Dataset items:
━━━━━━━━
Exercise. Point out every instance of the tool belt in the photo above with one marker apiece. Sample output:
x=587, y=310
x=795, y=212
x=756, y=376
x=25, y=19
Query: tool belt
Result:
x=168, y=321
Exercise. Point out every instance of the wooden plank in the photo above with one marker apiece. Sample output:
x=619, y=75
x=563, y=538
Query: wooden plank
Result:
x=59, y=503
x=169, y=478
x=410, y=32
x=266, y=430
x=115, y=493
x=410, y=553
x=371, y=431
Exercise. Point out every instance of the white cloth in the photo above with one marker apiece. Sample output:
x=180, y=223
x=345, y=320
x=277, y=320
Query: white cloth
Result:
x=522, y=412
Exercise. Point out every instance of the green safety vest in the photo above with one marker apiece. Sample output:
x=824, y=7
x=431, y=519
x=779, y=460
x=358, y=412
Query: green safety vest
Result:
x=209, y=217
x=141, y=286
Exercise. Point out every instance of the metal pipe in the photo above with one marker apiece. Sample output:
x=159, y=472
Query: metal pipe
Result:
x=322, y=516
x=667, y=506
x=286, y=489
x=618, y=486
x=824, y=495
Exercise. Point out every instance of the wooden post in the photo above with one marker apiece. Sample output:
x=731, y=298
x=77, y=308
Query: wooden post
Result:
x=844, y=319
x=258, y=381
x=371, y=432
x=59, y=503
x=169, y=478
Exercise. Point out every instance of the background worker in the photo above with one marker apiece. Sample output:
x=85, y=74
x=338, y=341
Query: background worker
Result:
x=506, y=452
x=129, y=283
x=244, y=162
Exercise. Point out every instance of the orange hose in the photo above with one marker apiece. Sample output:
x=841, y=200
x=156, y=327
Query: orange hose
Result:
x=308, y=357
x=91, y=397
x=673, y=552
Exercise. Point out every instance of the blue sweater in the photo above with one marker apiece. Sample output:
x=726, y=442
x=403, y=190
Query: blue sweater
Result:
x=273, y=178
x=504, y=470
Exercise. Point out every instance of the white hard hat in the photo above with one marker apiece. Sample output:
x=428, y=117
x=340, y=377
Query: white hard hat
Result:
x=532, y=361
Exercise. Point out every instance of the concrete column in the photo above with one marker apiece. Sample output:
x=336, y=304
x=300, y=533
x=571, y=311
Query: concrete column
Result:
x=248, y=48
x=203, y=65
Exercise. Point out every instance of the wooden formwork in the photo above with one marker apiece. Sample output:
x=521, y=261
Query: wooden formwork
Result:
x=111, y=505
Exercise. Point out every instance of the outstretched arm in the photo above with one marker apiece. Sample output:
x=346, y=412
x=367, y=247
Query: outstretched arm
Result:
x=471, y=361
━━━━━━━━
**EXERCISE GOAL:** Give back every line from the beginning of the records through the line holding "Query: orange hose", exactly as it reads, and leave out the rest.

**TASK RESULT:**
Exercise. Point out every instance of the tool belt in the photo above with one marker apiece. Sample output:
x=587, y=310
x=795, y=212
x=756, y=376
x=25, y=19
Query: tool belt
Result:
x=168, y=321
Exercise. Point out every instance of the wooden plank in the photo above with one marker apiece. Sample output:
x=619, y=75
x=563, y=538
Query: wooden plank
Result:
x=59, y=503
x=169, y=478
x=410, y=32
x=266, y=430
x=115, y=493
x=410, y=553
x=371, y=431
Exercise. Point out every instance of the white cloth in the photo above with one marker apiece. Sample output:
x=180, y=223
x=345, y=320
x=277, y=320
Query: white cloth
Result:
x=522, y=412
Exercise. Point out every instance of the green safety vest in the photo above with one marker apiece. Sample output:
x=824, y=7
x=431, y=519
x=779, y=460
x=358, y=412
Query: green safety vest
Result:
x=209, y=217
x=141, y=286
Exercise. Point out every instance of the metal pipe in the photo above with one marker apiece. Sample output:
x=159, y=472
Query: metal pipe
Result:
x=322, y=516
x=667, y=506
x=286, y=489
x=618, y=486
x=824, y=495
Exercise. Point out every instance of the wooden post in the photo above with one marker apiece. Sample output:
x=731, y=298
x=77, y=308
Query: wooden post
Result:
x=844, y=319
x=258, y=381
x=371, y=432
x=59, y=503
x=169, y=478
Exercise. Point out every instance of the background worker in the photo above with one marker apiece. Sample output:
x=85, y=74
x=338, y=341
Query: background worker
Result:
x=506, y=452
x=129, y=283
x=244, y=162
Exercise. Point out every instance of the orange hose in the photo above with one marker apiece. Sample output:
x=841, y=200
x=156, y=327
Query: orange hose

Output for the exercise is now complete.